Appendix – Student/Teacher Guide

Your Mission: Be a Civil War News Correspondent

by Abigail Elizabeth Reynolds

Student/Teacher User’s Guide

In the midst of battle, somewhere on an American battlefield, the war correspondent was surrounded by danger and death. His or her mission was to report on the events of the day, but as the battle ensued they realized that getting the story to press depended upon their very survival. Here, on the battlefield, survival seemed a matter of fate, not only for the soldiers engaged in the fighting, but for anyone caught in this humanly contrived storm. Armed only with pencil and paper, the correspondent went about the job of recording the news of the day – an observer of the battle as well as a brave participant.

A war correspondent is a person who risks personal safety by going onto the field of battle to record the events that occur there. The American Civil War was one of the first wars in history in which reporters filed stories from the field. With bullets whizzing by, a correspondent’s only weapons might have been pencil and paper. Yet, with little regard for the dangers of battle, these brave reporters wrote first hand accounts for eager readers back home.

**To do:**
a - According to the guide on Civil War news correspondents, what might a correspondent's only weapons have been?
b - Please write the passage that comes next in the guide on Civil War news correspondents, picking up after its last sentence.
The records come from a separate source, unrelated to the guide on Civil War news correspondents.

**Provided data:**
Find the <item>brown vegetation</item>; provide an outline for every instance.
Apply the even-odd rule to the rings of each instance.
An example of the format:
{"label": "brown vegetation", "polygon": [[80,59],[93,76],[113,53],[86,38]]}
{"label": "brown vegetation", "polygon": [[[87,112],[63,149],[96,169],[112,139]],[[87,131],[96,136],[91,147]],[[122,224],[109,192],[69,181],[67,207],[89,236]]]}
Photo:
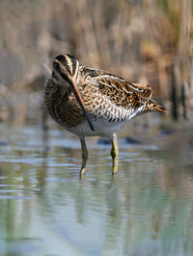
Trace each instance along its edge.
{"label": "brown vegetation", "polygon": [[174,118],[192,118],[192,0],[1,1],[0,121],[45,118],[42,90],[59,53],[147,82]]}

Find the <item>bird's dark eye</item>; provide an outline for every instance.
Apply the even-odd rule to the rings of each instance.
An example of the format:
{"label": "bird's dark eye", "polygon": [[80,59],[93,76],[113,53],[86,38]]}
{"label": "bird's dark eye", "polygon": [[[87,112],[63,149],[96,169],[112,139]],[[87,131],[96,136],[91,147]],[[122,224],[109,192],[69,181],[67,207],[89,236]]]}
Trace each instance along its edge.
{"label": "bird's dark eye", "polygon": [[58,64],[58,62],[54,62],[53,66],[55,70],[60,70],[60,65]]}

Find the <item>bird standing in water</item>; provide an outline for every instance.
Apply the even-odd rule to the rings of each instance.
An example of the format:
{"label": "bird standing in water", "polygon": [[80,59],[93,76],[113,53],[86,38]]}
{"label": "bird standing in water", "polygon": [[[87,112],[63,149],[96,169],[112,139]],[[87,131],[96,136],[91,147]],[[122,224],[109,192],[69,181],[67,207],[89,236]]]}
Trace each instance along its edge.
{"label": "bird standing in water", "polygon": [[44,102],[51,117],[80,139],[80,175],[84,175],[88,159],[86,136],[111,139],[112,173],[115,175],[118,169],[117,131],[136,115],[167,112],[151,99],[152,95],[149,85],[83,66],[72,55],[61,54],[53,62]]}

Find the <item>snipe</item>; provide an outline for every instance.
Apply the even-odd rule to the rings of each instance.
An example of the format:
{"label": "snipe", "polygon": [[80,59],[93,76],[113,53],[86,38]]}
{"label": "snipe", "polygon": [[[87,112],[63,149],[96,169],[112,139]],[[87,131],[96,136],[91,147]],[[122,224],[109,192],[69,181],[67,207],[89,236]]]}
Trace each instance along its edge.
{"label": "snipe", "polygon": [[52,118],[80,139],[80,175],[85,173],[88,159],[86,136],[111,139],[115,174],[118,168],[117,131],[136,115],[149,112],[166,112],[151,99],[152,95],[149,85],[132,83],[106,71],[83,66],[75,57],[64,54],[53,62],[44,101]]}

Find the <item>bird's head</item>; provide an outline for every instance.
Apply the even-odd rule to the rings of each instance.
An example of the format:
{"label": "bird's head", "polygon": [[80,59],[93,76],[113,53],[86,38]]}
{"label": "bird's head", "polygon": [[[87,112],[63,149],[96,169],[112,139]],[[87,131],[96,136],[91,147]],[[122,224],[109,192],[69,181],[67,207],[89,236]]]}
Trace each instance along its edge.
{"label": "bird's head", "polygon": [[63,86],[65,90],[67,88],[72,90],[91,129],[94,131],[94,124],[85,109],[84,102],[76,84],[78,71],[79,62],[75,57],[69,54],[58,55],[53,62],[52,80],[60,86]]}
{"label": "bird's head", "polygon": [[52,80],[63,86],[69,86],[69,80],[76,81],[79,70],[78,60],[69,54],[58,55],[53,61]]}

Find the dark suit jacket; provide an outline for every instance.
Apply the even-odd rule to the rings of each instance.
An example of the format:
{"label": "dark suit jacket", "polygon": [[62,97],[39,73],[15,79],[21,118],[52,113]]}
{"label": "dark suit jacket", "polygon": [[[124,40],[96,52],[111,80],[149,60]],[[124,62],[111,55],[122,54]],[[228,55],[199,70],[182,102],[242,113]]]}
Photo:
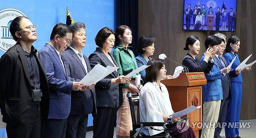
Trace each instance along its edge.
{"label": "dark suit jacket", "polygon": [[[46,43],[39,52],[49,85],[50,106],[49,119],[63,119],[70,114],[70,94],[74,81],[68,77],[57,52]],[[65,64],[65,63],[64,63]],[[65,67],[65,65],[64,65]]]}
{"label": "dark suit jacket", "polygon": [[[84,58],[89,72],[91,70],[89,60],[85,55]],[[61,59],[65,63],[68,76],[77,81],[80,81],[86,75],[82,61],[70,47],[61,54]],[[72,90],[71,92],[71,114],[89,114],[93,110],[96,112],[96,97],[95,88],[86,89],[82,92]],[[94,109],[94,110],[93,110]],[[95,112],[96,113],[96,112]]]}
{"label": "dark suit jacket", "polygon": [[197,57],[196,57],[196,62],[190,54],[188,53],[182,61],[182,65],[188,67],[190,72],[203,72],[209,73],[213,66],[213,64],[210,61],[207,63],[203,61],[201,62]]}
{"label": "dark suit jacket", "polygon": [[[35,53],[37,51],[35,50]],[[48,83],[37,56],[36,59],[43,95],[41,117],[47,118],[49,108]],[[29,119],[28,115],[34,114],[30,105],[32,88],[28,67],[24,50],[18,42],[7,50],[0,59],[0,108],[4,122],[13,125],[24,124]]]}
{"label": "dark suit jacket", "polygon": [[[221,62],[220,61],[216,56],[214,56],[214,60],[217,61],[218,66],[221,69],[228,66],[228,64],[226,60],[226,59],[222,56],[221,57],[222,60],[223,61],[225,67],[223,67],[223,65]],[[236,77],[238,75],[237,75],[235,73],[235,69],[231,69],[230,72],[224,76],[222,74],[222,79],[221,79],[221,84],[222,85],[222,90],[223,93],[223,98],[225,99],[228,98],[230,98],[231,97],[231,81],[230,81],[230,78]]]}
{"label": "dark suit jacket", "polygon": [[[189,13],[188,14],[186,14],[186,12],[188,12]],[[193,11],[191,9],[189,9],[189,11],[188,11],[188,9],[187,9],[185,10],[185,14],[186,15],[186,19],[190,19],[192,18],[192,15],[193,15]]]}
{"label": "dark suit jacket", "polygon": [[[109,53],[114,64],[118,67],[113,56]],[[98,48],[89,57],[90,64],[92,69],[99,64],[106,67],[108,65],[114,67],[109,59]],[[117,107],[119,105],[119,84],[110,85],[111,79],[115,78],[119,75],[119,71],[114,71],[104,78],[96,83],[95,86],[96,93],[96,105],[97,106]]]}

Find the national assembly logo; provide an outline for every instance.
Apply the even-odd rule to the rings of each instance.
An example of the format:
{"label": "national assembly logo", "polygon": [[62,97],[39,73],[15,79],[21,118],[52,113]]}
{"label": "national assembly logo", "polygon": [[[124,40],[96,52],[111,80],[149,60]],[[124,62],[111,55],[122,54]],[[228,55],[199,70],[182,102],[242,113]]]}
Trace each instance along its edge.
{"label": "national assembly logo", "polygon": [[20,16],[26,16],[22,12],[13,8],[0,10],[0,50],[5,52],[16,42],[10,32],[10,25],[12,20]]}

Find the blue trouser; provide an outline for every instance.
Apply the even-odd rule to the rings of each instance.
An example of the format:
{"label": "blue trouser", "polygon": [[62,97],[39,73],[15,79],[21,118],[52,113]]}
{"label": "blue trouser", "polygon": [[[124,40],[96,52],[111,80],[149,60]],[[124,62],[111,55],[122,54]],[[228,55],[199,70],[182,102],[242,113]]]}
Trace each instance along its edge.
{"label": "blue trouser", "polygon": [[227,126],[225,127],[226,137],[235,137],[239,136],[239,126],[235,125],[229,126],[229,123],[239,123],[240,119],[240,110],[242,95],[242,83],[239,82],[231,82],[231,98],[228,104],[227,114],[226,116],[226,122]]}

**Task answers:**
a - Pencil and paper.

b -
As you and your family visit the historic battlefield sites of the Civil War, you might want to actually become a Civil War correspondent. Do you think you can handle the job? You must be a brave and accurate observer, willing to do what you must to report on the war. You will need to patiently await the start of battle, and then quickly write about and sketch all that you see. You will want to interview soldiers and officers, as well as civilians in the local towns. Their stories will be a vital part of the story you write.

This is an important job - your readers will depend upon you and your pencil alone, to tell all that has occurred. The stories you write will need to include who was in the battle, where the battle took place, when the battle occurred, exactly what happened on the battlefield, why the battle took place, plus the interesting and exciting details that you will surely witness.

If you think you may be ready for the challenge, welcome. As you visit the battlefields and perhaps see reenactments, take along your book and pencil and begin doing one of the most important and dangerous jobs of the war – being in the line of fire as a Civil War correspondent.

Good luck and best wishes as you report on the war!

Introduction

At the start of the American Civil War, which began in (circle the correct year) ‘1812’ ‘1917’ ‘1861’, there were 2,500 newspapers being published in the United States.

Many of the news stories that were printed were sent from far off locations using a relatively new invention called the ‘magnetic’, more commonly known later as the (circle the correct name) ‘telephone’ ‘telegraph’ ‘television’.

The magnetic was used to send messages through wires over long distances, using a special code invented by (circle the correct name) ‘Samuel Morse’ ‘Alexander Graham Bell’ ‘Thomas Edison’.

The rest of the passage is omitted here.